# What Wallabies shall I get?



## yugimon121 (Oct 4, 2009)

So i've decided to get more wallabies, and can't decide between albino bennetts or Parmas. I've have Bennetts, but albinos look amazing, but Parmas are small, cute and fluffy :flrt:
so, what do you think?


----------



## mrcriss (Nov 2, 2010)

My mate has Parmas, and they're REALLY skittish......they keep killing the joeys too


----------



## Amalthea (Oct 2, 2007)

I want parmas so badly!!!


----------



## yugimon121 (Oct 4, 2009)

Well idk what their pricing is in the Uk, but i say 300 for a pair is a steal!
I guess i'll go with the bennetts then, Will sure to post when i get young ones :flrt:


----------



## Pouchie (Feb 9, 2008)

have to speak as I find - I only have experience with 2 parmas, one male one female and our female is not skittish at all. The male is though!
They are relocated at the moment so I am waiting for updated pics/video that i could post (lost all mine from when they lived here)
don't forget parmas are fairly gregarious but they are thought to be solitary in the wild so no real need to get two. You could just start with one. Our two 'socialise' somewhat but also sort of bark at each other aswell. Two males would be a no-no.

[SUPPLIED INFORMATION]:
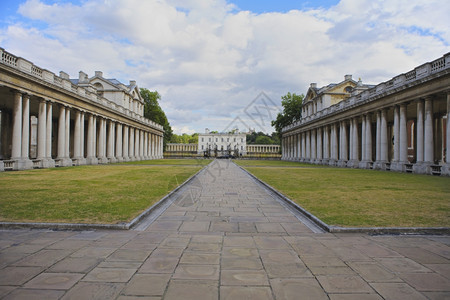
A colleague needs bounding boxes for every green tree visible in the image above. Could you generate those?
[255,135,273,145]
[272,92,305,139]
[140,88,173,149]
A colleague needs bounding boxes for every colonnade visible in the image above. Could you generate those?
[0,91,163,171]
[282,92,450,175]
[166,143,198,152]
[247,145,280,153]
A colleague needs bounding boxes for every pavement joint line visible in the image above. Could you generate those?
[0,163,211,230]
[233,162,450,235]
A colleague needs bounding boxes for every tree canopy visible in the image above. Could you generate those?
[170,133,198,144]
[140,88,173,149]
[247,131,280,145]
[272,92,305,139]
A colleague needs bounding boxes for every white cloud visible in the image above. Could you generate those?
[0,0,450,133]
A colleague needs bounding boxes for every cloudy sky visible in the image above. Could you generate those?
[0,0,450,133]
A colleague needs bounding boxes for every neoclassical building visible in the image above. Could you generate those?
[197,129,247,156]
[282,53,450,175]
[0,48,164,171]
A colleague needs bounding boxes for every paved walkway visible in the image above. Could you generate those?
[0,161,450,300]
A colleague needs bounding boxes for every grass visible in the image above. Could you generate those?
[236,161,450,227]
[120,158,212,166]
[0,161,201,224]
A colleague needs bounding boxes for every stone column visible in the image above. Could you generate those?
[316,127,323,164]
[366,114,372,164]
[375,111,381,162]
[311,129,317,163]
[22,95,33,169]
[139,130,145,160]
[358,115,367,163]
[399,104,409,164]
[306,130,311,162]
[441,92,450,176]
[374,109,388,170]
[391,105,400,164]
[322,125,330,165]
[58,105,66,162]
[424,97,434,165]
[43,101,55,168]
[86,114,98,165]
[116,123,123,162]
[134,128,141,160]
[129,127,136,161]
[11,92,23,161]
[37,99,47,162]
[64,107,72,161]
[73,110,81,165]
[159,136,164,158]
[106,120,116,163]
[122,125,130,161]
[350,118,359,168]
[143,131,148,160]
[338,121,348,167]
[79,111,86,165]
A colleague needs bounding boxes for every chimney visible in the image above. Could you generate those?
[78,71,88,83]
[59,71,69,79]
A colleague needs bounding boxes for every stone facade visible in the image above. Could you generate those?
[198,131,247,156]
[0,48,164,171]
[282,53,450,175]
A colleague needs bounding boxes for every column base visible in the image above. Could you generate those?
[337,159,347,168]
[40,158,55,169]
[413,162,431,174]
[86,156,98,165]
[391,161,409,172]
[98,156,108,164]
[108,157,117,164]
[72,157,86,166]
[358,160,373,169]
[347,159,359,168]
[440,163,450,176]
[13,158,33,171]
[372,160,387,170]
[55,157,73,167]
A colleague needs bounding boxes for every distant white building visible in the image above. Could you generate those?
[198,129,247,156]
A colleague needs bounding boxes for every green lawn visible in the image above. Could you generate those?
[120,158,212,166]
[0,161,201,224]
[235,161,450,227]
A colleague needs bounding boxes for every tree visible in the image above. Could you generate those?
[255,135,273,145]
[272,92,305,140]
[140,88,173,149]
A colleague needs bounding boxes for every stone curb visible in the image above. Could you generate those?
[0,164,209,230]
[237,162,450,235]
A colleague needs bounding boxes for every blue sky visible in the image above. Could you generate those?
[229,0,339,13]
[0,0,450,133]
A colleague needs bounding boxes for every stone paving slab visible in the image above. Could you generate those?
[0,160,450,300]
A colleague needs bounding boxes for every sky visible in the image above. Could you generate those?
[0,0,450,134]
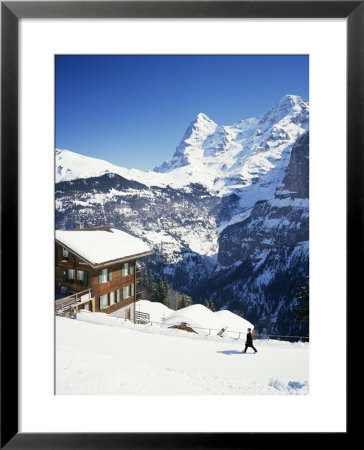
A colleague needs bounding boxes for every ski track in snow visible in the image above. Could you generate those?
[56,317,309,395]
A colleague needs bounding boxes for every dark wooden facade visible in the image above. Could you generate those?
[55,241,141,318]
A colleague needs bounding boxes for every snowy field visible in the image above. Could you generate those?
[56,313,309,395]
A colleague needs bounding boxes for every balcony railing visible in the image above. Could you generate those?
[55,289,92,314]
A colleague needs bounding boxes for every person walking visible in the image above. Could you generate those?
[242,328,258,353]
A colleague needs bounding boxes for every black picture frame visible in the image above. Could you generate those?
[0,0,356,449]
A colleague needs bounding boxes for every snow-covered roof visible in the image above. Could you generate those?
[56,227,152,265]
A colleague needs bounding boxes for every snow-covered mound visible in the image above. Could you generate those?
[214,309,254,333]
[56,316,309,395]
[135,300,174,322]
[163,305,230,335]
[110,300,174,323]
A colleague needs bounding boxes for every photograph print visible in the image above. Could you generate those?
[54,55,309,395]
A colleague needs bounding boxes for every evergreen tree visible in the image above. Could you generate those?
[177,294,192,309]
[163,277,170,305]
[293,277,309,326]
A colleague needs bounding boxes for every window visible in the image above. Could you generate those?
[99,269,107,284]
[77,270,84,284]
[100,294,109,311]
[68,269,75,283]
[123,286,130,300]
[129,263,134,275]
[121,263,128,277]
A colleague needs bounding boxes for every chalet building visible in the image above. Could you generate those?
[55,227,152,320]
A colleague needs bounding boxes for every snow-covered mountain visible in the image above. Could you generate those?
[56,95,309,332]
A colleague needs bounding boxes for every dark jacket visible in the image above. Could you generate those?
[245,331,253,346]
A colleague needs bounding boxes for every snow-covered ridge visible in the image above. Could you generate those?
[56,95,308,198]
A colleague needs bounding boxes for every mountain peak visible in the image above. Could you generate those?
[273,94,307,109]
[195,113,213,122]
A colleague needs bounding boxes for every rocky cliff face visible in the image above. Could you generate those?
[202,133,309,335]
[56,95,309,335]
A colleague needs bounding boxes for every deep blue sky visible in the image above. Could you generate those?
[56,55,309,170]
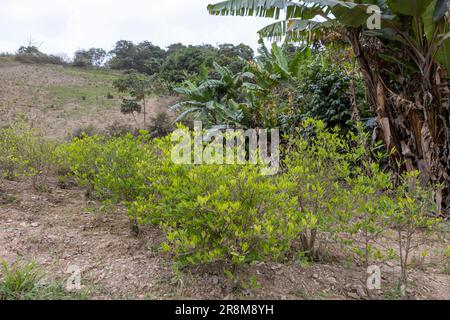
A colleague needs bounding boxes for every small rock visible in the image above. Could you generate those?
[347,292,360,300]
[356,287,367,298]
[327,277,337,284]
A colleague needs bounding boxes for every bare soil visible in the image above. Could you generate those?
[0,62,450,300]
[0,60,175,139]
[0,180,450,300]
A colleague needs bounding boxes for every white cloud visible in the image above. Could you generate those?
[0,0,271,54]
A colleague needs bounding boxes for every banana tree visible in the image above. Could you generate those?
[208,0,450,213]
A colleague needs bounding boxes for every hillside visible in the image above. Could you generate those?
[0,58,450,299]
[0,58,173,139]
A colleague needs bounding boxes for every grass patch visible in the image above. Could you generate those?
[0,261,89,300]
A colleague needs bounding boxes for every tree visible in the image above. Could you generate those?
[113,72,151,128]
[208,0,450,214]
[216,44,254,73]
[73,48,106,67]
[160,44,217,83]
[109,40,166,75]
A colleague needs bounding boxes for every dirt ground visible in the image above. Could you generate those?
[0,62,450,300]
[0,60,175,139]
[0,180,450,300]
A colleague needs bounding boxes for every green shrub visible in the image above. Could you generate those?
[0,117,55,187]
[130,151,298,265]
[382,172,441,294]
[284,120,359,258]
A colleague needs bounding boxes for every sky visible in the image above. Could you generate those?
[0,0,272,56]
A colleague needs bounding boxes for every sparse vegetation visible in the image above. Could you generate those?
[0,0,450,300]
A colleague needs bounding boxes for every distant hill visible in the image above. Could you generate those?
[0,57,173,139]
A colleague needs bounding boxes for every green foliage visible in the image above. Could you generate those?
[72,48,106,67]
[172,42,367,133]
[113,72,151,127]
[131,161,297,265]
[108,40,166,75]
[297,60,352,131]
[0,117,55,187]
[383,172,441,288]
[0,260,89,301]
[52,119,442,282]
[160,45,216,83]
[57,131,150,203]
[14,45,67,65]
[284,120,361,258]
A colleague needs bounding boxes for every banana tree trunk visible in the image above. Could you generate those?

[THINGS TO DO]:
- a) Reproduce the stretch of the wallaby thread from "# What Wallabies" through "do you think?", matching it character for character.
- b) In the wallaby thread, which pairing of parmas does Pouchie call a no-no?
- c) Continue the forum thread about choosing wallabies, starting right after its final post.

[ANSWERS TO EACH TASK]:
- a)
# What Wallabies shall I get?



## yugimon121 (Oct 4, 2009)

So i've decided to get more wallabies, and can't decide between albino bennetts or Parmas. I've have Bennetts, but albinos look amazing, but Parmas are small, cute and fluffy :flrt:
so, what do you think?

- b) Two males.

- c)
----------



## Salzburg (Oct 17, 2011)

We've got both species at my college, and all our Parmas are skittish and hard to handle. This might not be the case for all though.

We have a handsome hand reared Bennetts wallaby, he is very calm and we can handle him fine. Even our non hand reared ones (don't think wild is the correct term here ) are quite chillaxed little dudes. 

That's all I really know about them, hope it helps.


----------



## yugimon121 (Oct 4, 2009)

Thanks for the reply, I ended up getting neither as it turns out that "Ill collect them tomorrow" meant to the breeder "If someone comes earlier, be more than free to sell to them!"
What a waste of a 3 hour drive :lol2:


----------



## Salzburg (Oct 17, 2011)

yugimon121 said:


> Thanks for the reply, I ended up getting neither as it turns out that "Ill collect them tomorrow" meant to the breeder "If someone comes earlier, be more than free to sell to them!"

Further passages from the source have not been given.